■ Problem to work on ■
Extract the complete data exactly as given.

■ Listed entries ■
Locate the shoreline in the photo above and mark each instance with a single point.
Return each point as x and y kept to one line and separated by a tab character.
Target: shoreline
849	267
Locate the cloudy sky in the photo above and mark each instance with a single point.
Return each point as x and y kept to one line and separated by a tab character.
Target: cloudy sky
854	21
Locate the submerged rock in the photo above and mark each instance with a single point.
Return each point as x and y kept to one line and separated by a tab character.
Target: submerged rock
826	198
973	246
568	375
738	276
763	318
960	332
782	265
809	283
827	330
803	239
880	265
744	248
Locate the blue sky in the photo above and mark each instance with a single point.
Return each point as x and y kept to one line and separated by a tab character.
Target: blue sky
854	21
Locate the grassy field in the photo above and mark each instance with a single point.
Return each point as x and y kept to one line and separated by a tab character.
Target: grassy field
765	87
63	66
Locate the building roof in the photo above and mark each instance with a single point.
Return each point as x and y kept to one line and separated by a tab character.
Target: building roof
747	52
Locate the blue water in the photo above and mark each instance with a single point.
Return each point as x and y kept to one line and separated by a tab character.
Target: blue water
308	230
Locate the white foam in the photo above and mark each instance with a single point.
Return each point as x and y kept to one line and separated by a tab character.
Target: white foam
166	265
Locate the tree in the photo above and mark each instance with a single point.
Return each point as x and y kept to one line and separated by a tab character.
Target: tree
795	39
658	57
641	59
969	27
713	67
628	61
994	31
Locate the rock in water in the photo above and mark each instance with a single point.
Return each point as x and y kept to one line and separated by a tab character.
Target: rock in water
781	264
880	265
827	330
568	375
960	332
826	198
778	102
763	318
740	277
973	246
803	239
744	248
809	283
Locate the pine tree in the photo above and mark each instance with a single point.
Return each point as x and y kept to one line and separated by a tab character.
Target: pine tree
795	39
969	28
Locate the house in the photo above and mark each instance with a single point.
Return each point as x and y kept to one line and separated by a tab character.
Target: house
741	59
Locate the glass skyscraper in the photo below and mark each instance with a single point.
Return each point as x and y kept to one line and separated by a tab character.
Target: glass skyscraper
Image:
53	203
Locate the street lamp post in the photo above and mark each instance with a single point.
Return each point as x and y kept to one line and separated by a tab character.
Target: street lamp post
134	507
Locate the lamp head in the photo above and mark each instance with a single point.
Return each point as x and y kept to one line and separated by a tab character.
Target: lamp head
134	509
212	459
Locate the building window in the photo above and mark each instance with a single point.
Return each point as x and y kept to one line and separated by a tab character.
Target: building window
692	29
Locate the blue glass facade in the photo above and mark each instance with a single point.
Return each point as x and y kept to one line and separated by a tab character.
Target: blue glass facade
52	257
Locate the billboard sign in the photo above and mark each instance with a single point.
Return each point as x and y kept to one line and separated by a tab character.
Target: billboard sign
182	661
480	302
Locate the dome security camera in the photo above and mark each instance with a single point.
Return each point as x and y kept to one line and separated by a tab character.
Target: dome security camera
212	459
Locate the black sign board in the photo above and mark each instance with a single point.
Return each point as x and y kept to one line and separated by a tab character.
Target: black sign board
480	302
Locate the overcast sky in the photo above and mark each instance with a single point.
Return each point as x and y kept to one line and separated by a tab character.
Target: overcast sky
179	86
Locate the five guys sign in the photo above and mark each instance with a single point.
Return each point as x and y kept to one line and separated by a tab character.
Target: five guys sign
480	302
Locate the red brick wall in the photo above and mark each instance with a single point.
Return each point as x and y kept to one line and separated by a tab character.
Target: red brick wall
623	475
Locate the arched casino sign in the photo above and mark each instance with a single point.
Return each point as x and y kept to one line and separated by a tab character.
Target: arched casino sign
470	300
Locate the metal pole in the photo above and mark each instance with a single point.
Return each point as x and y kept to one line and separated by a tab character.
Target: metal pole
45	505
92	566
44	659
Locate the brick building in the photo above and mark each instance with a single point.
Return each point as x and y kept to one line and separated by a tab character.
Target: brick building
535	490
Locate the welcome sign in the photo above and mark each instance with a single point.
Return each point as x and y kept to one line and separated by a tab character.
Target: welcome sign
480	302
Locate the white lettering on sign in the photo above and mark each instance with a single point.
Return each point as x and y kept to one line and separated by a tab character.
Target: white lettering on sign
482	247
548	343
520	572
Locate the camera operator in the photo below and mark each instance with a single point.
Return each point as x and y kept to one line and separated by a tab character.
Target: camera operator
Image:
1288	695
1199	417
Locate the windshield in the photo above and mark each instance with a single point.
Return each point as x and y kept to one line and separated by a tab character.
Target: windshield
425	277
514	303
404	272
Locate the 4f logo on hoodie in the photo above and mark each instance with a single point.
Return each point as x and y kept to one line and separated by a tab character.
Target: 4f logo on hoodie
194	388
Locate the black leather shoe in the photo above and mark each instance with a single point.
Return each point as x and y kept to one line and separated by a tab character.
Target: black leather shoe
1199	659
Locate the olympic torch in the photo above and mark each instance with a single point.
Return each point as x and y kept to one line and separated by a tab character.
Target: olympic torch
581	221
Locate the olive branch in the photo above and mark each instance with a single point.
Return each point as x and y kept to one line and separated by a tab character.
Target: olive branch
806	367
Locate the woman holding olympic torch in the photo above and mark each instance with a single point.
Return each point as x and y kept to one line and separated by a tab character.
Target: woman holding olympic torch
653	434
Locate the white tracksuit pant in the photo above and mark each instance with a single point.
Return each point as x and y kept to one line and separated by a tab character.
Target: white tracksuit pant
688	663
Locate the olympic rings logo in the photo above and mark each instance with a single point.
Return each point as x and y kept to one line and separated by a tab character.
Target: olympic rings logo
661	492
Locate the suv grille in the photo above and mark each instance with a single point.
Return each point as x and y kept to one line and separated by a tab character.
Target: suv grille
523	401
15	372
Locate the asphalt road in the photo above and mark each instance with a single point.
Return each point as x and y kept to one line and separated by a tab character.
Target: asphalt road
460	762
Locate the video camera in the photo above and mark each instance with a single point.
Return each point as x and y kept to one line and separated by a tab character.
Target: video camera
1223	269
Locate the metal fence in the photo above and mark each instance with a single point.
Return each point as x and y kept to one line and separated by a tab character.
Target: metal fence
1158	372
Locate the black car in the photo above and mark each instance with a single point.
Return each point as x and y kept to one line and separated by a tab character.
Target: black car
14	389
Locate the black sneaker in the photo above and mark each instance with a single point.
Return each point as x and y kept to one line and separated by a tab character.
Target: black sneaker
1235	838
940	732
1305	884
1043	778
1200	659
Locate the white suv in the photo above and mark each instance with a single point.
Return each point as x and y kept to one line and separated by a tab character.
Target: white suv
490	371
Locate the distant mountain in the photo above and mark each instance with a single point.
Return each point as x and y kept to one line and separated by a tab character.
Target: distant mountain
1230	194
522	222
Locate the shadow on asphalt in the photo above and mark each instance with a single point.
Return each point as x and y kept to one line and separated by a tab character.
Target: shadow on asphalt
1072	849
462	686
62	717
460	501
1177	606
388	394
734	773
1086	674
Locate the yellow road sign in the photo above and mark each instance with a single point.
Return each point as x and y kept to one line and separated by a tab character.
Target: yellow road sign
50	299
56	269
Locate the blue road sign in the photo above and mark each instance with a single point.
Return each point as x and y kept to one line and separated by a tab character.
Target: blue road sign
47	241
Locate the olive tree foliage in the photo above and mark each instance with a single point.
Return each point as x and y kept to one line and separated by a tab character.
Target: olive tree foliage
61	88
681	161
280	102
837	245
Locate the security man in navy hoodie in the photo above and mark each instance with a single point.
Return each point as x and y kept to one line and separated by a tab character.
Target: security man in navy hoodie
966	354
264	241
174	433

■ Complete response ■
Locate the shoreline in the photo above and mark each instance with a single point.
Return each point as x and y kept to one line and separated by a tab character.
Target: shoreline
849	267
Locate the cloudy sky in the photo above and mark each instance with a single point.
Return each point as x and y kept to one line and separated by a tab character.
Target: cloudy sky
854	21
Locate the submerged rock in the photo above and mark each instance with a single point.
Return each point as x and y kept to one line and separated by a tab character.
Target: submerged rock
826	198
973	246
568	375
738	276
763	318
960	332
782	265
809	283
827	330
803	239
880	265
744	248
Locate the blue sky in the photo above and mark each instance with a single point.
Return each point as x and y kept to one line and separated by a tab character.
Target: blue sky
854	21
Locate the grassy field in the photo above and mark each instance with a single point.
Return each point as x and y kept to one line and separated by a tab character.
Target: grassy field
765	87
63	66
Locate the building roof in the photo above and mark each instance with a single point.
Return each point as x and y kept to one line and separated by a tab character.
Target: building roof
747	52
Locate the blue water in the photo above and mark each instance with a single point.
Return each point as x and y kept to one line and separated by a tab character.
Target: blue water
308	230
Locate the white foam in the photo above and mark each instance with a single point.
Return each point as x and y kept to one line and separated by a tab character.
Target: white foam
166	265
Locate the tree in the photo above and mark each instance with a single point.
Return each point as x and y kept to one line and separated by a tab character.
Target: tree
795	39
658	57
641	59
969	27
713	67
628	61
994	31
Locate the rock in water in the photo above and mark each instance with a single point.
Return each point as x and y kept to one line and separated by a tab character.
Target: rock in water
781	264
880	265
827	330
568	375
960	332
826	198
778	102
763	318
740	277
973	246
803	239
744	248
809	283
Locate the pine tree in the photo above and mark each instance with a single point.
Return each point as x and y kept to one line and separated by a tab character.
Target: pine tree
795	39
969	28
Locate the house in the photo above and mark each instance with a single point.
Return each point as x and y kept to one line and separated by a tab character.
Target: house
741	59
Locate the glass skyscraper in the photo below and mark each instance with a single point.
Return each point as x and y kept to one line and separated by a tab character.
Target: glass skyscraper
Image:
53	203
Locate the street lamp post in the photo above and mark each instance with a single point.
Return each point as x and y kept to one line and separated by a tab character.
Target: street lamp post
134	507
Locate the lamp head in the photo above and mark each instance with a single point.
Return each point as x and y kept to one line and separated by a tab character.
Target: lamp head
134	509
212	459
Locate the building window in the photo above and mark each instance with a single point.
Return each point as x and y kept to one line and separated by a tab character.
Target: building window
692	29
Locate the blue glass facade in the photo above and mark each instance with a single point.
Return each point as x and y kept to one line and separated by a tab character.
Target: blue glass facade
52	257
Locate the billboard sign in the photo above and mark each instance with a single point.
Return each point as x and y kept to one line and separated by a tab character.
Target: billboard sign
182	661
480	302
Locate the dome security camera in the photo above and mark each instance with a single point.
Return each point as x and y kept to one line and separated by a tab character.
Target: dome security camera
212	459
Locate the black sign board in the photo above and mark each instance with a single point.
Return each point as x and y kept to one line and separated by a tab character.
Target: black sign board
480	302
Locate the overcast sky in the photo above and mark each instance with a single point.
Return each point as x and y kept to one line and separated by a tab character.
Target: overcast sky
179	86
Locate the five guys sign in the photo above and mark each instance with a single point.
Return each point as x and y kept to one line and separated by a tab character.
Target: five guys sign
480	302
Locate the red brick wall in the photo above and mark each instance with a single point.
Return each point as x and y kept to one line and separated by a tab character.
Target: red brick wall
623	475
Locate the arched casino sign in the photo above and mark each instance with a single point.
Return each point as x and y kept to one line and separated by a tab character.
Target: arched casino sign
470	300
Locate the metal pole in the photo above and mark each instance with a single point.
Return each point as x and y kept to one line and separated by a tab character.
Target: metal pole
45	505
92	566
44	659
Locate the brick building in the photo above and mark each instance with a single point.
Return each point as x and y kept to one line and separated by a tab character.
Target: brick building
535	490
Locate the welcome sign in the photo above and mark each instance with a single point.
Return each point as x and y kept to one line and separated by a tab character.
Target: welcome sign
480	302
Locate the white lettering on sign in the photo above and mark each instance with a single point.
Return each point as x and y kept to one line and separated by a tab character.
Target: white lettering on sign
482	247
548	343
520	572
Locate the camera operator in the photo below and mark each instance with a single point.
Return each point as x and y kept to one line and separated by a tab character.
Target: camera operator
Image:
1288	695
1199	417
Locate the windshield in the photo above and mark each instance with a single point.
Return each point as x and y kept to one line and separated by a tab character.
Target: windshield
425	277
514	303
404	272
Locate the 4f logo on hoodie in the photo above and mark each instance with a single point.
Return each point as x and y kept to one line and separated by a tab character.
Target: 4f logo on hoodie
194	388
Locate the black leather shoe in the photo above and mark each instance with a single point.
Return each point as x and y kept to one line and separated by a tab character.
Target: black leather shoe
1199	659
Locate the olympic torch in the photo above and mark each instance with a single point.
Return each point as x and y kept to one line and separated by a tab character.
Target: olympic torch
581	221
Locate the olive branch in the photo above and mark each instance with a single point.
Return each point as x and y kept to one line and separated by a tab character.
Target: olive branch
806	367
Locate the woman holding olympic torch in the photo above and mark each instance with a single point.
Return each point as x and y kept to one line and separated by a tab character.
Target: woman holding olympic torch
653	434
Locate the white tracksuit pant in the photo above and mark each instance with a single point.
Return each point as x and y kept to one line and separated by a tab character.
Target: white tracksuit pant
688	663
Locate the olympic rings logo in the photo above and mark each instance with a single point.
Return each point as x and y kept to one line and separated by a tab character.
Target: olympic rings logo
661	492
Locate the suv grille in the photo above and mark each instance with a single point.
Return each point as x and y kept to one line and separated by a tab character.
Target: suv grille
523	401
15	372
Locate the asphalt road in the photo above and mark each instance with a single point.
Return each point as x and y kept to one line and separated by a tab character.
Target: asphalt road
460	762
Locate the video camera in the photo above and mark each instance with a single point.
Return each point as x and y kept to one line and separated by a tab character.
Target: video camera
1223	269
Locate the metal fence in the photo above and mark each instance with a single point.
Return each point as x and y kept to one line and separated by a tab character.
Target: metal fence
1158	372
Locate the black car in the photo above and mark each instance with a single point.
Return each point as x and y kept to one line and separated by a tab character.
Target: black car
14	389
Locate the black sneaker in the photo above and mark each instance with a single point.
Return each point as x and y kept to one line and separated by a tab character.
Target: black sneaker
1235	838
940	732
1305	884
1043	778
1200	659
Locate the white suv in the photo above and mark each instance with a single point.
Return each point as x and y kept to one line and separated by a tab character.
Target: white suv
490	371
Locate the distant mountain in the photo above and mark each instance with a single point.
Return each point as x and y kept to one line and separated by a tab character.
Target: distant mountain
1230	194
522	222
Locate the shadow on asphalt in the photo above and mark each instance with a single point.
Return each point as x and y kept to one line and separated by a tab character.
Target: shadow on asphalt
1072	849
462	686
62	717
460	501
1177	606
388	394
734	773
1086	674
Locate the yellow road sign in the photo above and mark each instance with a single point.
Return each point as x and y kept to one line and separated by a tab character.
Target: yellow road sign
50	299
56	269
Locate the blue road sign in the photo above and mark each instance with a single point.
Return each point as x and y kept to one line and separated by a tab character.
Target: blue road sign
47	241
Locate the olive tree foliage in the photo above and mark each instance with a single point.
Return each point as x and y kept to one line and separated by a tab character.
Target: olive tree foliage
61	88
681	161
280	102
837	245
Locate the security man in navy hoodie in the photo above and mark each instance with a single point.
Return each point as x and y kept to one line and separated by a tab character.
Target: security man in navy hoodie
966	354
264	241
174	433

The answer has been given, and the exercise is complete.